#### Tugas 1:
Menurut artikel Bom Bali I, di mana dua ledakan pertama terjadi?
#### Tugas 2:
Tuliskan lanjutan artikel Bom Bali I, dimulai setelah kalimat terakhirnya.

#### Kutipan Artikel:
◇ ◇ ◇ ◇
Sukses

5 Fakta Usai Meledaknya Bom Bali I

Bali yang biasanya indah mendadak jadi mencekam dengan meledaknya Bom Bali I di Pulau Dewata pada 12 Oktober 2012.

Liputan6.com, Jakarta - Hari ini, 12 Oktober 2018, tepat 16 tahun terjadinya peristiwa Bom Bali. Kala itu, duka terasa sakit di dada. Bali yang biasanya indah mendadak jadi mencekam dengan meledaknya bom di Pulau Dewata.

Mereka yang menjadi korban bukan hanya warga negara asing (WNA), tetapi juga banyak warga negara Indonesia (WNI). Ratusan nyawa melayang sia-sia direngkuh oleh segelintir orang berpikiran sempit.

Tanpa menunggu lama, polisi langsung bergerak cepat mencari siapa dalang di balik Bom Bali I itu. Pada 30 Oktober 2002, titik terang pelaku bom Bali I mulai muncul.

Tiga sketsa wajah tersangka pengebom itu dipublikasikan. Nama dan identitas tersangka pun telah dikantongi petugas.

Tak cuma itu, polisi juga mengklaim telah mengetahui persembunyian para tersangka. Mereka tidak tinggal bersama, tapi masih di Indonesia. 

Berikut lima fakta yang terungkap terkait Bom Bali I yang terjadi pada 12 Oktober 2002:

 

 

* Update Terkini Asian Para Games 2018 Mulai dari Jadwal Pertandingan, Perolehan Medali hingga Informasi Terbaru di Sini.

 

2 dari 6 halaman

1. Kronologi Kejadian

Bom Bali 2002 adalah rangkaian tiga peristiwa pengeboman yang terjadi pada malam hari tanggal 12 Oktober 2002. Dua ledakan pertama terjadi di Paddy’s Pub dan Sari Club (SC) di Jalan Legian, Kuta, Bali. Sedangkan ledakan terakhir terjadi di dekat Kantor Konsulat Amerika Serikat, walaupun jaraknya cukup berjauhan.

Pada pukul 20.45 Wita, salah satu pelaku, Ali Imron, menyiapkan satu bom kotak dengan berat sekitar 6 kilogram yang telah dipasang sistem remote ponsel, di rumah kontrakan. Artinya bom itu diledakkan dari jarak jauh menggunakan ponsel.

Bom tersebut dibawa Ali Imron menggunakan sepeda motor Yamaha dan diletakkan di trotoar sebelah kanan kantor Konsulat Amerika Serikat.

Selanjutnya, dia pergi menuju Sari Club dan Paddy's Pub untuk memantau situasi serta lalu lintas di sekitar. Ali selanjutnya kembali ke rumah kontrakan.
◇ ◇ ◇ ◇
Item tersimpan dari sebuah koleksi

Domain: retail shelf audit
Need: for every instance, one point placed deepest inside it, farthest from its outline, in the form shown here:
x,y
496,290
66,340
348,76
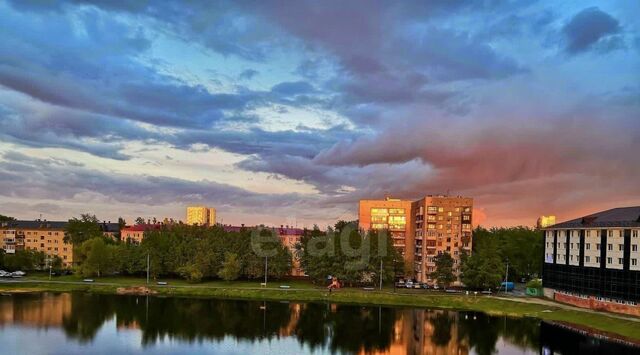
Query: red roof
x,y
280,231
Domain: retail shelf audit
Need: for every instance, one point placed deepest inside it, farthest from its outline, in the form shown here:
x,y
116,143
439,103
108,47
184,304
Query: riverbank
x,y
626,327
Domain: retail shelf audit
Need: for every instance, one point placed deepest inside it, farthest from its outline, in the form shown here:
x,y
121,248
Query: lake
x,y
83,323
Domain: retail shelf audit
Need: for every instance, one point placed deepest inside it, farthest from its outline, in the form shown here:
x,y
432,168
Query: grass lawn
x,y
303,291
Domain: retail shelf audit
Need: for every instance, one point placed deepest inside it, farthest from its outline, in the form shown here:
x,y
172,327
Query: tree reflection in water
x,y
327,327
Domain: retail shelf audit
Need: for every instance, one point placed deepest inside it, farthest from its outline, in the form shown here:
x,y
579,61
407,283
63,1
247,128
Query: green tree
x,y
482,270
6,218
444,270
81,229
230,267
191,272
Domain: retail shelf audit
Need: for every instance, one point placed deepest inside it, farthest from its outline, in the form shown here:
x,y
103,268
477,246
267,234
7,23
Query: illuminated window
◇ ◇ ◇ ◇
#### Jawaban 1:
Di Paddy's Pub dan Sari Club (SC) di Jalan Legian, Kuta, Bali.

#### Jawaban 2:
Sekitar pukul 22.30 Wita, Ali Imron bersama dua pelaku bom bunuh diri, yakni Jimi dan Iqbal, pergi menuju Legian dengan menggunakan mobil Mitshubishi L 300. Idris, pelaku lain, mengikuti mereka dengan menggunakan motor Yamaha.

Sesampainya di Legian, Ali Imron mengintruksikan Jimi untuk menggabungkan kabel-kabel dari detonator ke kotak switch bom mobil L 300. Jimi akan melancarkan bom bunuh diri menggunakan mobil L 300 di Sari Club.

Pada saat yang bersamaan, Ali Imron menyuruh Iqbal untuk memakai bom rompi. Iqbal juga akan beraksi sebagai 'pengantin' (sebutan untuk pelaku bom bunuh diri) di Paddy's Pub.

Setelah persiapan rampung, Iqbal turun dari mobil dan masuk ke dalam Paddy's Pub. Bom meledak dari restoran tempat nongkrong tersebut.

Ledakan lebih dahsyat terjadi di depan Sari Club. Getaran ledakannya terasa hingga 12 kilometer. Adapun bunyi ledakan terdengar hingga puluhan kilometer.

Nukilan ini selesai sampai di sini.